**提示文**.
BASFは4月24日、韓国・麗水(ヨス)の同社のプラントで、ポリアリールスルホン樹脂「ウルトラゾーン」の新製造ラインを稼働させたと発表した。
「ウルトラゾーン」は、同社のポリエーテルスルホン樹脂(ウルトラゾーンE)、ポリスルホン樹脂(ウルトラゾーンS)、及びポリフェニルスルホン樹脂(ウルトラゾーンP)の製品群の商標。高い耐熱性を持つ熱可塑性プラスチックで、エレクトロニクスや自動車、航空宇宙産業などで耐熱軽量部品の製造に幅広く使用されている。
麗水のプラントは、アジア初の同製品の製造設備として2014年に開設された。
今回の新ラインの稼働により、同製品の世界全体での年間製造能力は6000t増加の計2万4000tとなる。製造能力の拡大により、自動車、エレクトロニクス、水ろ過業界の高性能熱可塑性プラスチックに対する世界的な需要の増大に応える。

**課題内容**. ウルトラゾーン新製造ラインの記事から、「BASFは4月24日、韓国・」から「世界的な需要の増大に応える。」までの部分を一字一句違えずに書き出してください。

保存データの項目

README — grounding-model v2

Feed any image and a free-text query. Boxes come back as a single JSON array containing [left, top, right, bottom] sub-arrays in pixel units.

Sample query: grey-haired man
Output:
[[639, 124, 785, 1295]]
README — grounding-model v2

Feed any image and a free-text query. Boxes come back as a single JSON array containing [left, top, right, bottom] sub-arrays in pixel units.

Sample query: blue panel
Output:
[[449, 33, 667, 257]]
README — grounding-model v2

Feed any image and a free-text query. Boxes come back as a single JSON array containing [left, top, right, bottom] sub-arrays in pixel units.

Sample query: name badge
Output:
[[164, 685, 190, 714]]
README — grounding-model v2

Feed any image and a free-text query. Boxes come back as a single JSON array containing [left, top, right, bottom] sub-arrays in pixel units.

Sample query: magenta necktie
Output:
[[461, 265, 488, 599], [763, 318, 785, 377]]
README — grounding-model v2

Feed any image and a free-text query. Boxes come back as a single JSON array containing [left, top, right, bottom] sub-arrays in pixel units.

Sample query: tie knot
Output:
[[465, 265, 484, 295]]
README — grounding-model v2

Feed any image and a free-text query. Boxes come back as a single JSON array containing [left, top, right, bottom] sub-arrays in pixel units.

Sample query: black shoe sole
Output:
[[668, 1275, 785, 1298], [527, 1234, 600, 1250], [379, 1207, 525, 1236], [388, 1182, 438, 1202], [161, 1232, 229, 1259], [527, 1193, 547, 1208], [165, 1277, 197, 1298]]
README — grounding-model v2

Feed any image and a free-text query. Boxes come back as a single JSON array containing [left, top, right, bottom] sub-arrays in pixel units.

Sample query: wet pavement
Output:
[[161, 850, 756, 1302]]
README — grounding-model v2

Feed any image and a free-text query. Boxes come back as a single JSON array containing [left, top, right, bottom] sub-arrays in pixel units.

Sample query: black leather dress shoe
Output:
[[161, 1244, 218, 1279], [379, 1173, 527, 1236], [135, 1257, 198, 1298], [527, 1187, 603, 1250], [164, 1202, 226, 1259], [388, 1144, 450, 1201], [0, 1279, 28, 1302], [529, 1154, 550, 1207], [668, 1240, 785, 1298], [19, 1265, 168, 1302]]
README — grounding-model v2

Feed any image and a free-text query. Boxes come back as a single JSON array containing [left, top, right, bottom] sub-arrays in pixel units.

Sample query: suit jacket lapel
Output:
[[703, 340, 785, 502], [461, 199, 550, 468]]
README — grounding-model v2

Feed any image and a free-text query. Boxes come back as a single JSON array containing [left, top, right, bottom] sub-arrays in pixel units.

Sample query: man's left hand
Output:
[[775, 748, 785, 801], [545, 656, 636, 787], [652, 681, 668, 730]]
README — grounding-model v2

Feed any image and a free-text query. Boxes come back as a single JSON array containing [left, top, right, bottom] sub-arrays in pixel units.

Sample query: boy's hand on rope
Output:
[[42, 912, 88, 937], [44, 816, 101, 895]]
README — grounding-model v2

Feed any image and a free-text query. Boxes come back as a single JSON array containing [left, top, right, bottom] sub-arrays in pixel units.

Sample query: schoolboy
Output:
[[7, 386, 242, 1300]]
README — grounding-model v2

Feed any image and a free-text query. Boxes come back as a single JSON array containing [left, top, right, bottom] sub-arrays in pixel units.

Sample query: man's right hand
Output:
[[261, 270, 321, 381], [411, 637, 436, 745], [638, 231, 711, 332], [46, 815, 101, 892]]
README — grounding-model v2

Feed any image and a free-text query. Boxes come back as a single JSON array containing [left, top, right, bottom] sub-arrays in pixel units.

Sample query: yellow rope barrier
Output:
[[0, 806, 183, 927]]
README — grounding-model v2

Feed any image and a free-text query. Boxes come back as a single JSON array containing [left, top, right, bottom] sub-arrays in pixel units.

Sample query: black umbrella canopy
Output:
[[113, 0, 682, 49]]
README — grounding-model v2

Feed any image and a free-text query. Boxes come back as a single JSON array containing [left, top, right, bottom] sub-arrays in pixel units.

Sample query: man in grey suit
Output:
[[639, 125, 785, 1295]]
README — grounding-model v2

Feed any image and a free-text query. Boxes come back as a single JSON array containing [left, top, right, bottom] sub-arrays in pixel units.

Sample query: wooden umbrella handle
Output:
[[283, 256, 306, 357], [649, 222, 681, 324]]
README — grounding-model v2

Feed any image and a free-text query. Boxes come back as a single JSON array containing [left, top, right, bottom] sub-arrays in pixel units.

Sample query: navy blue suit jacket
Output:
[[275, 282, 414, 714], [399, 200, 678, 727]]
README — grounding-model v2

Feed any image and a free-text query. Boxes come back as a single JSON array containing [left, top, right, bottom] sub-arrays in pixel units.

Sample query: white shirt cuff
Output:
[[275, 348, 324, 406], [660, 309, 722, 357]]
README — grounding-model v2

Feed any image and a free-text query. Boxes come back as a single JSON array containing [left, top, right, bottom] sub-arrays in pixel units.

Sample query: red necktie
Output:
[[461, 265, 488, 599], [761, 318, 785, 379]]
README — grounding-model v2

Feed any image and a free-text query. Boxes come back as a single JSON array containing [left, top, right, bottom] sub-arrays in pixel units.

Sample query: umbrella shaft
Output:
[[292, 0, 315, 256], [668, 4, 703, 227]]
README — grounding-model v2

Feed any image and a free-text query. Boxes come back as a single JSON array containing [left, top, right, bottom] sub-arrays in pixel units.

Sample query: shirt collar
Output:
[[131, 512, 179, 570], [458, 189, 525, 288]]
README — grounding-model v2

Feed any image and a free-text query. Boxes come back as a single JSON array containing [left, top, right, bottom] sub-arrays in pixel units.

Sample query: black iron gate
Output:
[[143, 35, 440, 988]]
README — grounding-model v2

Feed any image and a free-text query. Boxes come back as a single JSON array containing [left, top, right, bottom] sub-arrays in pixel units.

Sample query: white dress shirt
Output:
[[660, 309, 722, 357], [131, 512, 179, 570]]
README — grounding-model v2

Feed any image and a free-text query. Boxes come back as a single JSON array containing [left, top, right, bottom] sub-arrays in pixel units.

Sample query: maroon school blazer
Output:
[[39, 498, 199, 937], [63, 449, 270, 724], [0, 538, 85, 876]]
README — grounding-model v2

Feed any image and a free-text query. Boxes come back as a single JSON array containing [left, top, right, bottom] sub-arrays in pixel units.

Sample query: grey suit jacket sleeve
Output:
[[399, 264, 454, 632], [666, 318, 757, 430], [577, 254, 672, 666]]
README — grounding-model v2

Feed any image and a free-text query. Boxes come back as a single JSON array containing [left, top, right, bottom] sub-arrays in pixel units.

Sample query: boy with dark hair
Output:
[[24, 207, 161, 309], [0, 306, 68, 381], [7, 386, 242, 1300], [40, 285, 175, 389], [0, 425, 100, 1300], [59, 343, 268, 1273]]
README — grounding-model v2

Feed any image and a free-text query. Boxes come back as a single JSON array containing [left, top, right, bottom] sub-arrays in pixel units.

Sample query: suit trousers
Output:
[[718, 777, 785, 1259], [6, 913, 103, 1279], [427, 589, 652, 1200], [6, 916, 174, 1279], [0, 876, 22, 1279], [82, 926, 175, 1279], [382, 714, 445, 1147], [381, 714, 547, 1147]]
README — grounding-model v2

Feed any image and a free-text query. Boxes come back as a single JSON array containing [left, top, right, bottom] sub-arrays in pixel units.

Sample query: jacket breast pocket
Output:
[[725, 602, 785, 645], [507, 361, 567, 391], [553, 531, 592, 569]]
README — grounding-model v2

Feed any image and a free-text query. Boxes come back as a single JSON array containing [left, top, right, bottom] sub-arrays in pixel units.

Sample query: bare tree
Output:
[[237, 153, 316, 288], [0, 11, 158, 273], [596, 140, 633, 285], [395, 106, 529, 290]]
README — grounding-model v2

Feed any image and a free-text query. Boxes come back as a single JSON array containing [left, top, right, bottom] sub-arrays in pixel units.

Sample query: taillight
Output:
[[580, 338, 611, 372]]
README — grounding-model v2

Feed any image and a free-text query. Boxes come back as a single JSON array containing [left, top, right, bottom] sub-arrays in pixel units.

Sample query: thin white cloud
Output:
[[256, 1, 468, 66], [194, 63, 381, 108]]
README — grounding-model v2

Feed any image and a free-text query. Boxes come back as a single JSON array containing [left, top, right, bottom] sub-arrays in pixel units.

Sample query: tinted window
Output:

**解答欄**.
BASFは4月24日、韓国・麗水(ヨス)の同社のプラントで、ポリアリールスルホン樹脂「ウルトラゾーン」の新製造ラインを稼働させたと発表した。
「ウルトラゾーン」は、同社のポリエーテルスルホン樹脂(ウルトラゾーンE)、ポリスルホン樹脂(ウルトラゾーンS)、及びポリフェニルスルホン樹脂(ウルトラゾーンP)の製品群の商標。高い耐熱性を持つ熱可塑性プラスチックで、エレクトロニクスや自動車、航空宇宙産業などで耐熱軽量部品の製造に幅広く使用されている。
麗水のプラントは、アジア初の同製品の製造設備として2014年に開設された。
今回の新ラインの稼働により、同製品の世界全体での年間製造能力は6000t増加の計2万4000tとなる。製造能力の拡大により、自動車、エレクトロニクス、水ろ過業界の高性能熱可塑性プラスチックに対する世界的な需要の増大に応える。